### 引用原文

......

[C#] 使用 CSS Selector方式來解析爬蟲Html網頁並修改文件 with AngleSharp

2017-10-27

4565
0
.Net Framework
2019-11-25

Parse Html jQuery like CSS/HTML selector in C#

前言

在2010年左右，.net技術如果想parse解析Html網頁，只有Html Agility Pack這個選擇

HtmlAgilityPack由於是以XML角度看待Html，抓取網頁標籤資料使用XPath+Linq的寫法

對於習慣寫前端jQuery的人來說相當不好上手

如今事隔多年，.net解析Html網頁的第三方套件百家爭鳴，在nuget官網上看得我眼花撩亂XD

陸續出現採用CSS Selector的寫法來解析網頁的套件也不少，終於可以在後端使用類似jQuery CSS Selector方式來抓取網頁標籤資料

今天要介紹的一款就是號稱解析效能很好和HtmlAgilityPack有得拼的AngleSharp

實作

從Nuget即可安裝，第一個就是

專案環境必須是.net Framework 4以上，3.5以下的話，從Nuget會安裝失敗

以抓取奇摩電影海報圖為例

using System;
using System.Collections.Generic;
using System.Linq;
using System.Text;
/*引用命名空間*/
using AngleSharp;
using AngleSharp.Dom;

namespace ConsoleApp2Test
{
    class Program
    {
        static void Main(string[] args)
        { 
            IConfiguration config = Configuration.Default.WithDefaultLoader();
            string url = "https://tw.movies.yahoo.com"; 
            IDocument doc =   BrowsingContext.New(config).OpenAsync(url).Result;
           
            /*CSS Selector寫法*/
            IHtmlCollection<IElement> imgs = doc.QuerySelectorAll("div.movie_foto img:first-child");//取得圖片
            foreach (IElement img in imgs)

......

### 項目
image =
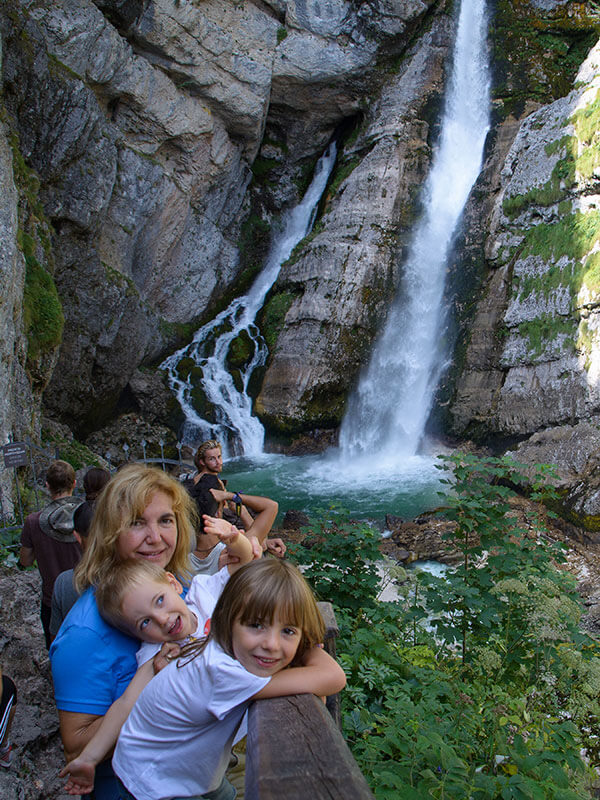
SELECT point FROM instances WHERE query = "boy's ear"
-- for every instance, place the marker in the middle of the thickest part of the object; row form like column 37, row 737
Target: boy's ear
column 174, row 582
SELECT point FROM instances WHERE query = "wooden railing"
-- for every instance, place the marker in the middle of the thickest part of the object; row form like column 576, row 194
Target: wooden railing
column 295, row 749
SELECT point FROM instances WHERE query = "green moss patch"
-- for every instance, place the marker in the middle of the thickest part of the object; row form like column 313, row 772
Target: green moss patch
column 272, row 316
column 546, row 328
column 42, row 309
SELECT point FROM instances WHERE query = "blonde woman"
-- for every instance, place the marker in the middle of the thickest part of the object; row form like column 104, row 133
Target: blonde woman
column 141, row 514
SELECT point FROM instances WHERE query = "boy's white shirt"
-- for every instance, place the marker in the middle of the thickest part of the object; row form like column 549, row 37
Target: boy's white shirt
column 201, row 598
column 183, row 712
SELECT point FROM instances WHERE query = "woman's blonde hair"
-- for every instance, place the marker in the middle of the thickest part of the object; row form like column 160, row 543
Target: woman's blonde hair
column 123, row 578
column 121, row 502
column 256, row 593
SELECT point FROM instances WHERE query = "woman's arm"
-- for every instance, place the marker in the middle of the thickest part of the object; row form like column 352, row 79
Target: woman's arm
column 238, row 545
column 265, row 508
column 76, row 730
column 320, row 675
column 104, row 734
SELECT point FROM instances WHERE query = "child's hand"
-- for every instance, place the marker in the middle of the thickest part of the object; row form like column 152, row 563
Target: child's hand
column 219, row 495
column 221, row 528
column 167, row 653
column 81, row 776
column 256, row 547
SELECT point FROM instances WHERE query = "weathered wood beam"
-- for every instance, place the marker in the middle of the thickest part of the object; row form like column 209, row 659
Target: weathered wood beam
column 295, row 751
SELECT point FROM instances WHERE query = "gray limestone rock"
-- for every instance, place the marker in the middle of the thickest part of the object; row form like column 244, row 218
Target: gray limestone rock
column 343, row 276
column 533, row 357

......

把上面那篇講用 AngleSharp 解析 Html 網頁的文章從頭到尾一字不差地照抄一遍。

[C#] 使用 CSS Selector方式來解析爬蟲Html網頁並修改文件 with AngleSharp

2017-10-27

4565
0
.Net Framework
2019-11-25

Parse Html jQuery like CSS/HTML selector in C#

前言

在2010年左右，.net技術如果想parse解析Html網頁，只有Html Agility Pack這個選擇

HtmlAgilityPack由於是以XML角度看待Html，抓取網頁標籤資料使用XPath+Linq的寫法

對於習慣寫前端jQuery的人來說相當不好上手

如今事隔多年，.net解析Html網頁的第三方套件百家爭鳴，在nuget官網上看得我眼花撩亂XD

陸續出現採用CSS Selector的寫法來解析網頁的套件也不少，終於可以在後端使用類似jQuery CSS Selector方式來抓取網頁標籤資料

今天要介紹的一款就是號稱解析效能很好和HtmlAgilityPack有得拼的AngleSharp

實作

從Nuget即可安裝，第一個就是

專案環境必須是.net Framework 4以上，3.5以下的話，從Nuget會安裝失敗

以抓取奇摩電影海報圖為例

using System;
using System.Collections.Generic;
using System.Linq;
using System.Text;
/*引用命名空間*/
using AngleSharp;
using AngleSharp.Dom;

namespace ConsoleApp2Test
{
    class Program
    {
        static void Main(string[] args)
        { 
            IConfiguration config = Configuration.Default.WithDefaultLoader();
            string url = "https://tw.movies.yahoo.com"; 
            IDocument doc =   BrowsingContext.New(config).OpenAsync(url).Result;
           
            /*CSS Selector寫法*/
            IHtmlCollection<IElement> imgs = doc.QuerySelectorAll("div.movie_foto img:first-child");//取得圖片
            foreach (IElement img in imgs)